Task to carry out: Your response should consist of the entries below, written out exactly.

Dataset entries:
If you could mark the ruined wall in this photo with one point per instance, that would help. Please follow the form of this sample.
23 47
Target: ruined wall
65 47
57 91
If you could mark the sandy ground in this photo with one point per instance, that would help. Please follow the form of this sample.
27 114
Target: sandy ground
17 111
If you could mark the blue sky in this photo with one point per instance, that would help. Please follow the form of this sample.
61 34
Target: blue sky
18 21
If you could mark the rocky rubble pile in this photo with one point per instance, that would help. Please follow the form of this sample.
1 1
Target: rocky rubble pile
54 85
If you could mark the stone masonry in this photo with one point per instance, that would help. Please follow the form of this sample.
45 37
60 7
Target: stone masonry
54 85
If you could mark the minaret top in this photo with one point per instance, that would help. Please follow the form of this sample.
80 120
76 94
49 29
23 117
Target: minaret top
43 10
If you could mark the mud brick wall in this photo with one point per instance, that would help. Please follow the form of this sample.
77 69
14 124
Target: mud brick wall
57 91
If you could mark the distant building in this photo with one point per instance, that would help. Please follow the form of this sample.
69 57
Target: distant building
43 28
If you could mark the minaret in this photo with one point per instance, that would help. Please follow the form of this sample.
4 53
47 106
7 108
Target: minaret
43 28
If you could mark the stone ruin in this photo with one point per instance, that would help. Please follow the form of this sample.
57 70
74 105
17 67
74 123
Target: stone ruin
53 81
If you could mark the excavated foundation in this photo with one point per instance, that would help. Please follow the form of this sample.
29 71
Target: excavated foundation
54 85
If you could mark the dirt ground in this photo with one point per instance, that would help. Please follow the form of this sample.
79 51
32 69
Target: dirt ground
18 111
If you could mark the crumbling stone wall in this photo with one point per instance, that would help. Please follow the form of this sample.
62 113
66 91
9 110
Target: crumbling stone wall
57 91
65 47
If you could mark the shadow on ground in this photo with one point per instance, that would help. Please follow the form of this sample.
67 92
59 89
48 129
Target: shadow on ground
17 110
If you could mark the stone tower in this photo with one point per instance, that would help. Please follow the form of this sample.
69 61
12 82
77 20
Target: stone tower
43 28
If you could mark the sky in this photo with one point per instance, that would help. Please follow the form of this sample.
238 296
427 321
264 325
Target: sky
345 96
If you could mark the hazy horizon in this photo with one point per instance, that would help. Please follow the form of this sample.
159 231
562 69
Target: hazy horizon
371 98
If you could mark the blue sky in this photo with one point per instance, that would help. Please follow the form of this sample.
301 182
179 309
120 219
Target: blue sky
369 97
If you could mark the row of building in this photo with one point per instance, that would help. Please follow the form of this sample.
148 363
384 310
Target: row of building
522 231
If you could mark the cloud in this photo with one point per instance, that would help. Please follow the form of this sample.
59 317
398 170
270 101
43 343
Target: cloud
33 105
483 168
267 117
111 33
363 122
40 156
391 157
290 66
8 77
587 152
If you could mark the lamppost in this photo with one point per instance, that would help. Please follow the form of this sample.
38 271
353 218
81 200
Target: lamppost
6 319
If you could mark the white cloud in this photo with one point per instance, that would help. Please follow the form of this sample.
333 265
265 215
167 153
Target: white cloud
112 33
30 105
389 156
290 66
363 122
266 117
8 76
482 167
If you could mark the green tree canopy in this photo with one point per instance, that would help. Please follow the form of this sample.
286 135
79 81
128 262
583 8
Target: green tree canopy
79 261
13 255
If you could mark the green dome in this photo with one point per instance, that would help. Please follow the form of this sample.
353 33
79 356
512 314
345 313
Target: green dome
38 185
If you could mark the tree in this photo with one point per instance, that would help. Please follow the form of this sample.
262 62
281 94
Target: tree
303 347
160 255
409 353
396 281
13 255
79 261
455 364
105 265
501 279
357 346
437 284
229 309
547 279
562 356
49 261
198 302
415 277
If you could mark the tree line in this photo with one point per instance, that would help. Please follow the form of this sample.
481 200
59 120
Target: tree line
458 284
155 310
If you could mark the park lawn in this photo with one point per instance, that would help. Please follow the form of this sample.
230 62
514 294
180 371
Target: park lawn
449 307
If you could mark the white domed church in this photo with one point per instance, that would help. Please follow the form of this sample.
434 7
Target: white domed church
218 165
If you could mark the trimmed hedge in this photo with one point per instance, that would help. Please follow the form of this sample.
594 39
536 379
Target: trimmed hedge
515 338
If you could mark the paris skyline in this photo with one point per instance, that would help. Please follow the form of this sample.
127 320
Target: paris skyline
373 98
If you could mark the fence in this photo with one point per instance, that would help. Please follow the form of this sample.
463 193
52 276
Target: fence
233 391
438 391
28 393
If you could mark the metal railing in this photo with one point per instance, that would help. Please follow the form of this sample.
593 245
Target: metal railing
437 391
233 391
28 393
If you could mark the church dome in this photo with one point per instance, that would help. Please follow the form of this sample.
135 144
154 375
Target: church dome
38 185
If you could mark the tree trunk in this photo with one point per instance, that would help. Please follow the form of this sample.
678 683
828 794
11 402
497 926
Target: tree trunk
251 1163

Output for this task:
If you could mark the ruined wall in this photo with one point per instance, that would help. Please follow the form of this sample.
23 47
Target: ruined wall
65 47
57 91
If you could mark the sandy ground in this photo with one point per instance, that would help. Please follow the form of this sample.
27 114
Target: sandy ground
17 111
If you could mark the blue sky in this photo with one point per instance, that would help. Please follow the form of this sample.
61 34
Target: blue sky
18 21
If you could mark the rocky rubble pile in this photo with one point per instance, that would help. Please follow the form of this sample.
1 1
Target: rocky rubble pile
54 85
If you could mark the stone masonry in this photo with one point per instance, that would help. Please follow the form of this sample.
45 37
60 7
Target: stone masonry
54 85
If you could mark the minaret top in this photo with one point per instance, that would help. Please follow the form of this sample.
80 120
76 94
49 29
23 117
Target: minaret top
43 10
If you could mark the mud brick wall in this photo with one point per instance, that would help. Please follow the form of this sample.
77 69
14 124
Target: mud brick wall
57 91
If you could mark the distant building in this photo with one point per instance, that would help. Please follow the form of this sample.
69 57
Target: distant building
43 28
If you could mark the minaret in this photo with one point per instance, that would help. Please follow the form of this sample.
4 53
47 106
7 108
Target: minaret
43 28
If you could mark the stone ruin in this photo with one point per instance, that would help. Please follow the form of this sample.
57 70
74 105
17 67
74 123
Target: stone ruin
53 81
If you could mark the excavated foundation in this photo with one point per instance, that would help. Please follow the form of this sample.
29 71
Target: excavated foundation
54 85
If you could mark the dirt ground in this photo with one point per instance, that would help. Please follow the form of this sample.
79 51
32 69
Target: dirt ground
18 111
If you could mark the crumbling stone wall in this photo with one point per instance, that would help. Please follow the form of this sample.
62 113
66 91
9 110
Target: crumbling stone wall
57 91
65 47
If you could mark the shadow on ground in this photo with one point per instance, that would help. Please follow the form of this sample.
67 92
59 89
48 129
Target: shadow on ground
17 110
If you could mark the stone tower in this photo with one point per instance, that would help. Please follow the form of this sample.
69 61
12 82
77 20
Target: stone tower
43 28
If you could mark the sky in this photo with one point per instance, that would help. Please follow the form of this sample.
238 296
427 321
264 325
Target: sky
345 96
If you could mark the hazy horizon in this photo with one point per instance, that would help. Please follow the form of this sample.
159 231
562 69
Target: hazy horizon
371 98
If you could mark the blue sky in this photo with one point per instance, that would help. Please follow the form of this sample.
301 182
179 309
120 219
Target: blue sky
369 97
If you could mark the row of building in this photo with one point per instance, that would help. Please follow the form of this sample.
148 363
384 310
Target: row of building
522 231
If you could mark the cloud in this photo with one point per instance, that would help. Please follow the form of this sample.
59 317
398 170
270 101
43 343
Target: cloud
33 105
483 168
267 117
111 33
363 122
40 156
391 157
290 66
8 77
587 152
If you could mark the lamppost in this photo with one point per instance, that would help. Please follow the form of this sample.
38 271
353 218
81 200
Target: lamppost
6 319
If you could mark the white cloud in this photo with one point per instance, that would help. Please follow the form of this sample.
333 265
265 215
167 153
Target: white cloud
112 33
30 105
389 156
290 66
363 122
266 117
8 76
482 167
If you could mark the green tree canopy in this photo with one point per instance, that would help. Please follow the form of this sample.
286 135
79 81
128 262
583 8
Target: green tree canopy
79 261
13 255
If you could mark the green dome in this photo with one point per instance, that would help. Please follow the form of this sample.
353 33
79 356
512 314
345 313
Target: green dome
38 185
If you could mark the tree in this photo with one point per instance, that would help. Please follow the form of this sample.
262 62
281 94
Target: tree
303 347
160 255
409 353
396 281
13 255
79 261
455 364
105 265
501 279
357 346
437 284
229 309
547 279
562 356
49 261
198 302
415 277
If you could mark the tree line in this photo with one point per instance, that would help. Please follow the form of this sample.
481 200
59 120
Target: tree line
458 284
155 310
If you could mark the park lawn in this photo with one point per instance, that would help. Please follow the form of this sample.
230 62
514 294
180 371
Target: park lawn
449 307
If you could mark the white domed church in this photo with one point per instance, that would help. Please follow the form of this sample.
434 7
Target: white domed church
218 165
If you could mark the trimmed hedge in this photo with one point per instance, that would help. Please follow the form of this sample.
594 39
536 379
Target: trimmed hedge
515 338
If you could mark the paris skyline in this photo with one point per instance, that would help. Please follow the form of this sample.
127 320
Target: paris skyline
373 98
If you could mark the fence in this photo with one point per instance, that would help. Please follow the form of this sample.
463 193
52 276
Target: fence
233 391
438 391
28 393
If you could mark the metal railing in this photo with one point per instance, that would help. Please follow the form of this sample.
593 245
Target: metal railing
437 391
233 391
28 393
If you could mark the church dome in this photo with one point per instance, that would help. Please follow the form of this sample.
135 144
154 375
Target: church dome
38 185
If you could mark the tree trunk in this photo with one point per instance, that would help. Please follow the form of this sample.
678 683
828 794
11 402
497 926
Target: tree trunk
251 1163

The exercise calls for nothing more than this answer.